(WORK TO BE COMPLETED) A complete, exact copy of the data is the required answer.

[Dataset entries]
+===+
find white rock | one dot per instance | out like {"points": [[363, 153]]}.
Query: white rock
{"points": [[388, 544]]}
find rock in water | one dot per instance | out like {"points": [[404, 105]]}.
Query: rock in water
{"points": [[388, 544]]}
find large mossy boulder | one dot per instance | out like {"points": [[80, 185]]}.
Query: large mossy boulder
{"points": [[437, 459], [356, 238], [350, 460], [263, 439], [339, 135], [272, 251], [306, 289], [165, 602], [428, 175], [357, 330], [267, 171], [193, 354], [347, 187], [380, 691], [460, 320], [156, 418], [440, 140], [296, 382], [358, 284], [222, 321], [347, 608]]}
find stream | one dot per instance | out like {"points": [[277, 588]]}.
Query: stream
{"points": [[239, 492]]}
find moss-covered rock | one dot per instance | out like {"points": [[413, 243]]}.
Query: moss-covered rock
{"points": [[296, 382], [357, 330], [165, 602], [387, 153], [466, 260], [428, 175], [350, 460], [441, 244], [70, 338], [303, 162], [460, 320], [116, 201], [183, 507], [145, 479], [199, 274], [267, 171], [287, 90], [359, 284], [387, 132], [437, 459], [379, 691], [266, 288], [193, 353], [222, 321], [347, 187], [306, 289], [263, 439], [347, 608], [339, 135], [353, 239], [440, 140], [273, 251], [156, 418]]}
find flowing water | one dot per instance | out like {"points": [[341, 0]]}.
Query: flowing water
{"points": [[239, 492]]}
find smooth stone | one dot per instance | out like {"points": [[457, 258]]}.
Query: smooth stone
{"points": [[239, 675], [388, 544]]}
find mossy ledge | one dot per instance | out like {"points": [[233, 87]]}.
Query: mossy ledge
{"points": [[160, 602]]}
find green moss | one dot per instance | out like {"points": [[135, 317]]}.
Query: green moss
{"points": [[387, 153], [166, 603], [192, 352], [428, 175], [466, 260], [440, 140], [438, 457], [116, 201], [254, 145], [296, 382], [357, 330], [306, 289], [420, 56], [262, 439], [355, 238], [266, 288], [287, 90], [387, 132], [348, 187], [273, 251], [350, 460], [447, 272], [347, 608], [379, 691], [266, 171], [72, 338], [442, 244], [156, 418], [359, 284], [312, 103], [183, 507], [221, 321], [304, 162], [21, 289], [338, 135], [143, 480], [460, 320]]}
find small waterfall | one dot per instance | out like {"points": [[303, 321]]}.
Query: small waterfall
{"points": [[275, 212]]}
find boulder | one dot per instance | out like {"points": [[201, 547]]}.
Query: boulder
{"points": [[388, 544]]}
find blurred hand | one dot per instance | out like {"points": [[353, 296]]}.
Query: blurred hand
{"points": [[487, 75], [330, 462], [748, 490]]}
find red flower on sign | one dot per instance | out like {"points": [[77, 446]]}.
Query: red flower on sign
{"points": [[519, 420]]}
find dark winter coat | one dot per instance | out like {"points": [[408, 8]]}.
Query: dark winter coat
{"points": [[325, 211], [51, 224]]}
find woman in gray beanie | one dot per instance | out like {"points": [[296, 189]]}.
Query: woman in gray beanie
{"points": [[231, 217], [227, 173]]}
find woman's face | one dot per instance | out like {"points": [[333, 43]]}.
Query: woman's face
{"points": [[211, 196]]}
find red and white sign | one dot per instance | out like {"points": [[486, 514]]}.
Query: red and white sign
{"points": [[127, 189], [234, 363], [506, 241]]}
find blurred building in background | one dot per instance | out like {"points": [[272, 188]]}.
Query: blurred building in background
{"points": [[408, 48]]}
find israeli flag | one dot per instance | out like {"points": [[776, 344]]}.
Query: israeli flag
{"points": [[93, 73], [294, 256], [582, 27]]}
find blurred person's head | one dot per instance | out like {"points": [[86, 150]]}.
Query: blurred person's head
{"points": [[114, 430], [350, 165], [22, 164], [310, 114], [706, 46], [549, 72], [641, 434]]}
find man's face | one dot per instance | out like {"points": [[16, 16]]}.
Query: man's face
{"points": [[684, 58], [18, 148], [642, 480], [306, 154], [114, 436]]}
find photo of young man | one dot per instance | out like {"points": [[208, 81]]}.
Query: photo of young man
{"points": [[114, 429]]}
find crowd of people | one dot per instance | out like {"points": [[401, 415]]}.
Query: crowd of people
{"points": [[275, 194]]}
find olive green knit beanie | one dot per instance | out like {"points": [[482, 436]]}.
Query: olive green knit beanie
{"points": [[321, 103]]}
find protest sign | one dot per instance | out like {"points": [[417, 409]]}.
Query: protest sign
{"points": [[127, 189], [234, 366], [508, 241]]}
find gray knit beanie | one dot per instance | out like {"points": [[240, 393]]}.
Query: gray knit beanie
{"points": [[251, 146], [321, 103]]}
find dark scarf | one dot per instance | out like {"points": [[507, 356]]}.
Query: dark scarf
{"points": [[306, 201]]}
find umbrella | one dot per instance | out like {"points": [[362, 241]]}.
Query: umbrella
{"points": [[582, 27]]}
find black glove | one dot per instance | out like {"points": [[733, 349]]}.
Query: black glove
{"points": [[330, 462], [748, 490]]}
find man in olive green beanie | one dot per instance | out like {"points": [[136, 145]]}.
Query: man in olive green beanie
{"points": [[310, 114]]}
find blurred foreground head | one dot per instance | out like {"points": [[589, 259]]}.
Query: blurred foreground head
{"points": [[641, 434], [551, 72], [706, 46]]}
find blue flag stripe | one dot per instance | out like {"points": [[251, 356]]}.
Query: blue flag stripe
+===+
(RESPONSE)
find white rock | one dot per instance | out like {"points": [[363, 153]]}.
Query: white rock
{"points": [[388, 544]]}
find rock in water | one dot per instance | out like {"points": [[404, 105]]}.
Query: rock in water
{"points": [[388, 544]]}
find large mossy boulder | one dot per instance | out like {"points": [[80, 185]]}.
Query: large mossy boulder
{"points": [[437, 459], [356, 238], [350, 460], [263, 439], [339, 135], [272, 251], [306, 289], [165, 602], [428, 175], [357, 330], [267, 171], [193, 354], [347, 187], [380, 691], [460, 320], [156, 418], [440, 140], [296, 382], [358, 284], [222, 321], [347, 608]]}
find stream | one dot per instance | out like {"points": [[277, 588]]}.
Query: stream
{"points": [[239, 492]]}
find moss-covered rock | one dot per instance | out like {"points": [[413, 243]]}.
Query: moss-covered rock
{"points": [[296, 382], [357, 330], [165, 602], [387, 153], [466, 260], [428, 175], [350, 460], [441, 244], [70, 338], [303, 162], [460, 320], [116, 201], [183, 507], [145, 479], [199, 274], [267, 171], [287, 90], [359, 284], [387, 132], [437, 459], [379, 691], [266, 288], [193, 353], [222, 321], [347, 187], [306, 289], [263, 439], [347, 608], [339, 135], [353, 239], [440, 140], [273, 251], [156, 418]]}
find flowing water | one dot per instance | out like {"points": [[341, 0]]}.
Query: flowing water
{"points": [[239, 492]]}
find smooth stone | one dot per instance | out like {"points": [[457, 258]]}.
Query: smooth stone
{"points": [[239, 675], [388, 544]]}
find mossy ledge | one dot per instance | out like {"points": [[233, 87]]}.
Query: mossy ledge
{"points": [[160, 602]]}
find green moss | one dot per instance | out like {"points": [[135, 317]]}.
Query: green moss
{"points": [[387, 153], [166, 603], [192, 352], [428, 175], [466, 260], [440, 140], [438, 457], [116, 201], [254, 145], [296, 382], [357, 330], [306, 289], [420, 56], [262, 439], [355, 238], [266, 288], [287, 90], [387, 132], [348, 187], [273, 251], [350, 460], [447, 272], [347, 608], [379, 691], [266, 171], [72, 338], [442, 244], [156, 418], [359, 284], [312, 103], [183, 507], [221, 321], [304, 162], [21, 289], [338, 135], [143, 480], [460, 320]]}
find small waterfall | one dot per instance | out like {"points": [[303, 321]]}.
Query: small waterfall
{"points": [[275, 212]]}
find boulder | one dot per instance | out like {"points": [[201, 547]]}.
Query: boulder
{"points": [[388, 544]]}
find blurred hand | one dot per instance | out like {"points": [[353, 296]]}.
Query: blurred hand
{"points": [[487, 75], [330, 462], [748, 490]]}
find red flower on sign | one dot per instance | out like {"points": [[77, 446]]}.
Query: red flower on sign
{"points": [[519, 420]]}
find dark winter coat | one dot per instance | out like {"points": [[408, 8]]}.
Query: dark winter coat
{"points": [[325, 211], [51, 224]]}
find woman in gray beanie | one dot per instance | out like {"points": [[296, 189]]}.
Query: woman in gray beanie
{"points": [[231, 217], [227, 173]]}
find woman's face | one dot per instance | out like {"points": [[333, 43]]}.
Query: woman's face
{"points": [[211, 196]]}
find red and white sign | one dot per instance | out like {"points": [[486, 514]]}.
Query: red and white sign
{"points": [[127, 189], [234, 363], [506, 241]]}
find blurred building in background | one dot per instance | out like {"points": [[272, 188]]}.
Query: blurred building in background
{"points": [[408, 48]]}
find israeli flag | one dot per instance | out like {"points": [[776, 344]]}.
Query: israeli flag
{"points": [[93, 73], [294, 256], [582, 27]]}
find blurred person's head | one dot per instance | out like {"points": [[86, 150]]}.
Query: blurred person's head
{"points": [[114, 430], [350, 165], [22, 164], [310, 114], [706, 46], [549, 72], [641, 434]]}
find man's face | one dot per instance | out like {"points": [[16, 16]]}.
Query: man's face
{"points": [[684, 58], [18, 148], [642, 480], [306, 154], [114, 436]]}
find photo of young man | one dot per instance | out like {"points": [[208, 81]]}.
Query: photo of young man
{"points": [[114, 429]]}
find crowd of people | one dot per instance | out like {"points": [[401, 415]]}.
Query: crowd of people
{"points": [[275, 194]]}
find olive green knit beanie | one dot per instance | out like {"points": [[482, 436]]}.
Query: olive green knit beanie
{"points": [[321, 103]]}
find protest sign | one dot per instance | out like {"points": [[417, 409]]}.
Query: protest sign
{"points": [[127, 189], [234, 366], [508, 241]]}
find gray knit beanie | one dot per instance | out like {"points": [[240, 393]]}.
Query: gray knit beanie
{"points": [[251, 146], [321, 103]]}
find dark scarf | one dot per instance | out like {"points": [[507, 356]]}.
Query: dark scarf
{"points": [[306, 201]]}
find umbrella | one dot per instance | out like {"points": [[362, 241]]}.
Query: umbrella
{"points": [[582, 27]]}
find black glove | one dot per instance | out like {"points": [[733, 349]]}.
Query: black glove
{"points": [[330, 462], [748, 490]]}
find man in olive green beanie | one dot per instance | out like {"points": [[136, 145]]}.
Query: man in olive green beanie
{"points": [[310, 114]]}
find blurred foreground head | one dot per instance | out like {"points": [[589, 259]]}.
Query: blurred foreground head
{"points": [[641, 434], [551, 72], [706, 46]]}
find blue flag stripe | one dot per instance | out like {"points": [[251, 356]]}.
Query: blue flag stripe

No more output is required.